• [WHAT IS REQUIRED]
Copy the entries below verbatim, from their beginning through the line containing "POLYGON ((140 53, 144", including that line. Leave out the pictures.

-- Start --

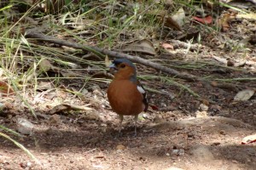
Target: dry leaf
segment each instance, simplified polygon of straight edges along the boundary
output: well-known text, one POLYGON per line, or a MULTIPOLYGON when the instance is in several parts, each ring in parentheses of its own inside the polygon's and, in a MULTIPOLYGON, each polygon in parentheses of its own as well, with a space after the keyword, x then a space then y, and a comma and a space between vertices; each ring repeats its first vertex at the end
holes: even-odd
POLYGON ((243 138, 241 140, 242 144, 251 144, 253 142, 256 142, 256 134, 252 134, 252 135, 247 136, 247 137, 243 138))
POLYGON ((250 99, 250 98, 254 94, 254 90, 245 89, 238 92, 234 97, 234 100, 236 101, 245 101, 250 99))
POLYGON ((53 65, 47 59, 44 59, 39 64, 39 72, 47 72, 49 71, 53 65))
POLYGON ((184 25, 185 13, 183 8, 172 16, 166 16, 165 26, 172 28, 174 30, 182 31, 182 26, 184 25))
POLYGON ((65 110, 91 110, 92 109, 90 107, 87 107, 90 105, 90 104, 88 104, 84 106, 79 106, 79 105, 67 105, 67 104, 62 104, 62 105, 59 105, 55 106, 50 111, 49 114, 53 115, 53 114, 57 114, 65 110))
POLYGON ((223 15, 221 19, 218 20, 218 25, 222 28, 224 31, 227 31, 230 30, 230 22, 231 20, 235 19, 235 13, 227 13, 223 15))
POLYGON ((206 24, 206 25, 209 25, 212 24, 212 17, 211 15, 207 15, 204 18, 200 18, 197 16, 193 16, 193 20, 201 23, 201 24, 206 24))
POLYGON ((3 94, 8 94, 14 93, 14 90, 8 83, 0 81, 0 93, 3 94))
POLYGON ((140 53, 144 53, 151 55, 156 54, 153 43, 147 39, 140 40, 133 43, 131 43, 130 45, 123 48, 122 50, 140 52, 140 53))

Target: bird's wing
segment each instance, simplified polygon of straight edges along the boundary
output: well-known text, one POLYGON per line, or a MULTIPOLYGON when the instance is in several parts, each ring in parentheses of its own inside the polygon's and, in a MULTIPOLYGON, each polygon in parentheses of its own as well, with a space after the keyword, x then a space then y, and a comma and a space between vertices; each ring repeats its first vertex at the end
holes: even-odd
POLYGON ((137 81, 137 90, 143 94, 143 102, 145 105, 145 109, 144 111, 148 110, 148 99, 147 99, 147 93, 144 89, 144 88, 143 87, 143 85, 140 83, 139 81, 137 81))

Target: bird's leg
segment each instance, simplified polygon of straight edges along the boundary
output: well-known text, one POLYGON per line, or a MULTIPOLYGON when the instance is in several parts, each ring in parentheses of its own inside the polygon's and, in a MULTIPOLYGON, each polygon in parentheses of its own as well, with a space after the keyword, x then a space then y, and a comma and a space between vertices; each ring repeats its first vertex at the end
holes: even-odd
POLYGON ((124 120, 124 116, 122 115, 119 115, 119 134, 121 134, 121 129, 122 129, 122 122, 123 122, 123 120, 124 120))
POLYGON ((137 122, 138 115, 134 116, 134 136, 137 136, 137 122))

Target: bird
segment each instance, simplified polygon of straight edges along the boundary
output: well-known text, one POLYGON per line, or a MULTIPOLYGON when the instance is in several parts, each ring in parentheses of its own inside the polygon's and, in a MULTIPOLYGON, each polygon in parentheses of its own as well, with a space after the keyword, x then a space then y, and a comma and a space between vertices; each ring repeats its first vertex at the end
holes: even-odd
POLYGON ((116 59, 109 65, 113 79, 108 88, 108 99, 112 110, 119 116, 119 133, 121 133, 124 116, 134 116, 135 133, 138 115, 148 107, 147 94, 137 77, 137 68, 126 59, 116 59))

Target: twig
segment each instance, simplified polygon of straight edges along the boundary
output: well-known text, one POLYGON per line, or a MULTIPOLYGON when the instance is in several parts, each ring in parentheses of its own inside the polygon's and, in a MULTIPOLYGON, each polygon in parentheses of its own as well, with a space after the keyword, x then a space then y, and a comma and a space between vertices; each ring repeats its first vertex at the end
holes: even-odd
POLYGON ((116 58, 125 58, 125 59, 128 59, 133 62, 136 63, 139 63, 142 64, 143 65, 146 66, 149 66, 151 68, 154 68, 157 71, 161 71, 163 72, 173 75, 177 77, 184 79, 184 80, 188 80, 188 81, 202 81, 204 82, 205 80, 203 78, 195 76, 194 75, 186 73, 186 72, 179 72, 176 70, 171 69, 171 68, 167 68, 166 66, 163 66, 161 65, 159 65, 157 63, 154 63, 152 61, 142 59, 138 56, 132 56, 132 55, 129 55, 126 54, 123 54, 123 53, 119 53, 119 52, 115 52, 115 51, 110 51, 108 49, 102 49, 97 47, 91 47, 91 46, 84 46, 84 45, 81 45, 79 43, 75 43, 75 42, 70 42, 65 40, 61 40, 58 38, 55 38, 54 37, 51 36, 46 36, 44 35, 40 32, 37 32, 34 31, 27 31, 26 34, 26 37, 32 37, 32 38, 37 38, 37 39, 40 39, 42 41, 44 42, 52 42, 52 43, 56 43, 56 44, 60 44, 62 46, 67 46, 67 47, 71 47, 76 49, 82 49, 84 51, 90 51, 93 54, 96 54, 101 57, 104 57, 103 54, 108 54, 110 57, 116 57, 116 58))

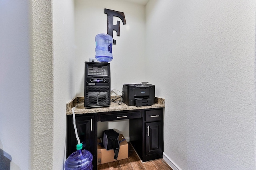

-- End --

• [RESPONSE TO THE TASK]
Target: dry leaf
segment each instance, simplified polygon of straight edges along the boundary
output: well-known text, one POLYGON per line, or a MULTIPOLYGON when the instance is in several parts, each ring in parentheses of its own inside the polygon's and, in a MULTIPOLYGON, each polygon in parentheses of its own as well, with a space after the keyword, x then a space then y, and a comma and a space between vertices; each ring repeats its first vertex at the end
holes: even-odd
POLYGON ((243 138, 241 140, 242 144, 251 144, 253 142, 256 142, 256 134, 252 134, 252 135, 247 136, 247 137, 243 138))
POLYGON ((250 99, 250 98, 254 94, 254 90, 245 89, 238 92, 234 97, 234 100, 236 101, 245 101, 250 99))
POLYGON ((53 65, 47 59, 44 59, 39 64, 39 72, 47 72, 49 71, 53 65))
POLYGON ((184 25, 185 13, 183 8, 172 16, 166 16, 165 26, 172 28, 174 30, 182 31, 182 26, 184 25))
POLYGON ((65 110, 91 110, 92 109, 90 107, 87 107, 90 105, 90 104, 88 104, 84 106, 79 106, 79 105, 67 105, 67 104, 62 104, 62 105, 59 105, 55 106, 50 111, 49 114, 53 115, 53 114, 57 114, 65 110))
POLYGON ((223 15, 221 19, 218 20, 218 25, 222 28, 224 31, 227 31, 230 30, 230 22, 231 20, 235 19, 235 13, 227 13, 223 15))
POLYGON ((206 24, 206 25, 209 25, 212 24, 212 17, 211 15, 207 15, 204 18, 200 18, 197 16, 193 16, 193 20, 201 23, 201 24, 206 24))
POLYGON ((3 94, 8 94, 14 93, 14 90, 8 83, 0 81, 0 93, 3 94))
POLYGON ((140 53, 144 53, 151 55, 156 54, 153 43, 147 39, 140 40, 133 43, 131 43, 130 45, 123 48, 122 50, 140 52, 140 53))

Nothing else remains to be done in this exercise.